§ PAGE EXCERPT
○ ○ ○

Amster Rothstein and Ebenstein, LLP - Intellectual Property Law

ARE Patent Alert:
Supreme Court Holds That Naturally Occuring DNA Sequences Are Not Patent-Eligible But cDNA May Be Patented

June 14, 2013
Author(s): Joseph Casino and Yin Huang

On June 13, 2013, in Association for Molecular Pathology v. Myriad Genetics, Inc, No. 12-398, the Supreme Court unanimously ruled that Myriads claim to isolated naturally occurring human DNA sequences are not eligible for patent protection.  By contrast, the Court ruled that Myriad’s claims to cDNA, which includes DNA sequences that do not naturally occur in humans, are eligible for patent protection.

Myriad’s Patents

Myriad is a company specializing in genetic testing.  Myriad developed a test for determining a woman’s likelihood of developing breast or ovarian cancer by examining two genes, known as BRCA1 and BRCA2.  Certain variants of these genes are associated with a dramatic increase in the incidence of breast and ovarian cancer.  By detecting which variants are present in a particular patient, Myriad’s test can determine whether the patient has an increased risk of cancer.

○ ○ ○

§ DATA LISTING
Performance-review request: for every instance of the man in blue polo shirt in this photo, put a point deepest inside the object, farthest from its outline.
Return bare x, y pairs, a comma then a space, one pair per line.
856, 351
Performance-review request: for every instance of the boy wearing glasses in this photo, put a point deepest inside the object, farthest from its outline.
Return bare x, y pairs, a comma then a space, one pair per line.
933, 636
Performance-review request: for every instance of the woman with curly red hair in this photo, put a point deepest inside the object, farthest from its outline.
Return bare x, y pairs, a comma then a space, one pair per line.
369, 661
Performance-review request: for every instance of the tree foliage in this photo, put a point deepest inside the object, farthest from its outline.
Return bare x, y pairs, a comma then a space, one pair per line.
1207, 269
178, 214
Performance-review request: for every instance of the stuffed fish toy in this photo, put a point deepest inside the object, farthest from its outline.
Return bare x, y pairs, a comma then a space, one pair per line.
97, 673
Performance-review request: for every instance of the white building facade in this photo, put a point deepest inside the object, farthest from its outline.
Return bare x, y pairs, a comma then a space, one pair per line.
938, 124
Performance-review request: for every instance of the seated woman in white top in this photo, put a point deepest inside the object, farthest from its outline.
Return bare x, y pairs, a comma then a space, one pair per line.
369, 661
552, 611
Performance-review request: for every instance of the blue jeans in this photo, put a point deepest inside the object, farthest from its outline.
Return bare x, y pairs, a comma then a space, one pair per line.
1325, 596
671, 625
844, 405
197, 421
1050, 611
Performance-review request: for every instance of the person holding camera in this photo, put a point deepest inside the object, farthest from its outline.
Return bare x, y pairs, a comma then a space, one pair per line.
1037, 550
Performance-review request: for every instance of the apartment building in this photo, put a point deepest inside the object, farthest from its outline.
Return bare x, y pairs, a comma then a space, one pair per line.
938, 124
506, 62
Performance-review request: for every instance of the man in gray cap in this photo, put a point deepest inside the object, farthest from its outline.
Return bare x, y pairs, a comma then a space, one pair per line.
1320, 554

○ ○ ○

§ QUESTIONS ON THE MATERIAL
**1.** Answer each question from the patent alert:
(a) On what date did the Supreme Court issue its ruling?
(b) Which two genes does Myriad's test examine?
(c) Who are the authors of the patent alert?
**2.** Decide whether each statement agrees with the patent alert, and support each yes or no with a quotation:
(a) The Supreme Court was divided in its ruling.
(b) The Court found Myriad's claims to cDNA eligible for patent protection.
(c) Myriad's test examines a single gene.
**3.** Extract the passage of the patent alert between "On June 13, 2013, in" and "risk of cancer.", inclusive.

§ ANSWERS TO THIS EXERCISE
**1.**
(a) June 13, 2013
(b) BRCA1 and BRCA2
(c) Joseph Casino and Yin Huang

**2.**
(a) No: "the Supreme Court unanimously ruled"
(b) Yes: "the Court ruled that Myriad’s claims to cDNA, which includes DNA sequences that do not naturally occur in humans, are eligible for patent protection"
(c) No: "by examining two genes, known as BRCA1 and BRCA2"

**3.**
On June 13, 2013, in Association for Molecular Pathology v. Myriad Genetics, Inc, No. 12-398, the Supreme Court unanimously ruled that Myriads claim to isolated naturally occurring human DNA sequences are not eligible for patent protection.  By contrast, the Court ruled that Myriad’s claims to cDNA, which includes DNA sequences that do not naturally occur in humans, are eligible for patent protection.

Myriad’s Patents

Myriad is a company specializing in genetic testing.  Myriad developed a test for determining a woman’s likelihood of developing breast or ovarian cancer by examining two genes, known as BRCA1 and BRCA2.  Certain variants of these genes are associated with a dramatic increase in the incidence of breast and ovarian cancer.  By detecting which variants are present in a particular patient, Myriad’s test can determine whether the patient has an increased risk of cancer.